### SOURCE MATERIAL
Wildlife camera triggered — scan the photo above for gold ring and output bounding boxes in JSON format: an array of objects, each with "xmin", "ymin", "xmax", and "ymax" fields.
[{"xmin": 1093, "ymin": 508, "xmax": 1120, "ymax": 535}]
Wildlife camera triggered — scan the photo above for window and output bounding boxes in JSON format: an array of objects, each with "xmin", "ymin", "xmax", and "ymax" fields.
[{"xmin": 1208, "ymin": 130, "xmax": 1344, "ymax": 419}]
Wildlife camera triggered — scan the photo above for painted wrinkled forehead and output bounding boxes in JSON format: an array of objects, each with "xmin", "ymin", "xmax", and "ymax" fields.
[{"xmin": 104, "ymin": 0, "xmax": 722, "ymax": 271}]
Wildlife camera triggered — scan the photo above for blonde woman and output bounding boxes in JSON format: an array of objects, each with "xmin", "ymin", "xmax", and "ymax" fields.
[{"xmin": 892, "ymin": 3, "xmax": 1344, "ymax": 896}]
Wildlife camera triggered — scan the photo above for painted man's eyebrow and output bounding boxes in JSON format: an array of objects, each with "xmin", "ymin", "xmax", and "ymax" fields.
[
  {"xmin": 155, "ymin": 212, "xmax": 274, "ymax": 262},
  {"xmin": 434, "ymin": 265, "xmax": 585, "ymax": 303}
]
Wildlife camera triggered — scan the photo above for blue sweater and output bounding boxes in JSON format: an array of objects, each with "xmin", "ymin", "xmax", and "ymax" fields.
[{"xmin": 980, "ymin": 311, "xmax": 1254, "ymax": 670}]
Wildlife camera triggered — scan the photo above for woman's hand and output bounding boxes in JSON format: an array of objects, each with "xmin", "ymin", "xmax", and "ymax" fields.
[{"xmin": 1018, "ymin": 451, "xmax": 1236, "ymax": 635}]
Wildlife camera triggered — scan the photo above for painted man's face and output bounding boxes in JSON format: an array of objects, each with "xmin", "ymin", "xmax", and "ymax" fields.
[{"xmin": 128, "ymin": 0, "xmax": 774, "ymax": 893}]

### PROMPT
Revise the material above so that each "scan" becomes "search", leaving everything else unchanged.

### ANSWER FOR THE TASK
Wildlife camera triggered — search the photo above for gold ring and output bounding boxes in JSON format: an array of objects, each with "xmin", "ymin", "xmax", and "ymax" fields.
[{"xmin": 1093, "ymin": 508, "xmax": 1120, "ymax": 535}]
Wildlife camera triggered — search the photo above for window and output bounding boxes in JSON format: an array of objects, each with "xmin", "ymin", "xmax", and "ymax" fields.
[{"xmin": 1208, "ymin": 130, "xmax": 1344, "ymax": 419}]
Wildlife camera triggered — search the photo above for painted wrinkled forehead and output bounding boxes in JSON format: an array of objects, each with "xmin", "ymin", "xmax", and "ymax" fields.
[{"xmin": 104, "ymin": 0, "xmax": 722, "ymax": 271}]
Wildlife camera triggered — search the photo above for blonde woman and output bounding boxes in JSON format: an array of objects, each with "xmin", "ymin", "xmax", and "ymax" fields.
[{"xmin": 892, "ymin": 3, "xmax": 1344, "ymax": 896}]
Wildlife camera triggered — search the photo above for painted man's eyebrow and output bounding boxes in JSON format: an array of objects, each with "xmin", "ymin", "xmax", and "ymax" fields.
[
  {"xmin": 155, "ymin": 212, "xmax": 274, "ymax": 262},
  {"xmin": 434, "ymin": 265, "xmax": 585, "ymax": 303}
]
Wildlife camera triggered — search the photo above for blue sweater and output bounding boxes in JSON format: an array of objects, each with "xmin", "ymin", "xmax", and "ymax" fields.
[{"xmin": 980, "ymin": 311, "xmax": 1254, "ymax": 670}]
Wildlife camera triggered — search the photo above for woman's hand and output bounding boxes in JSON format: an array of objects, each with "xmin", "ymin", "xmax", and "ymax" fields.
[{"xmin": 1018, "ymin": 451, "xmax": 1236, "ymax": 635}]
Wildlife camera triggered — search the photo above for painted man's face and output bounding boxes in JSON format: an array of objects, each with "xmin", "ymin", "xmax", and "ymax" fields.
[{"xmin": 128, "ymin": 0, "xmax": 774, "ymax": 893}]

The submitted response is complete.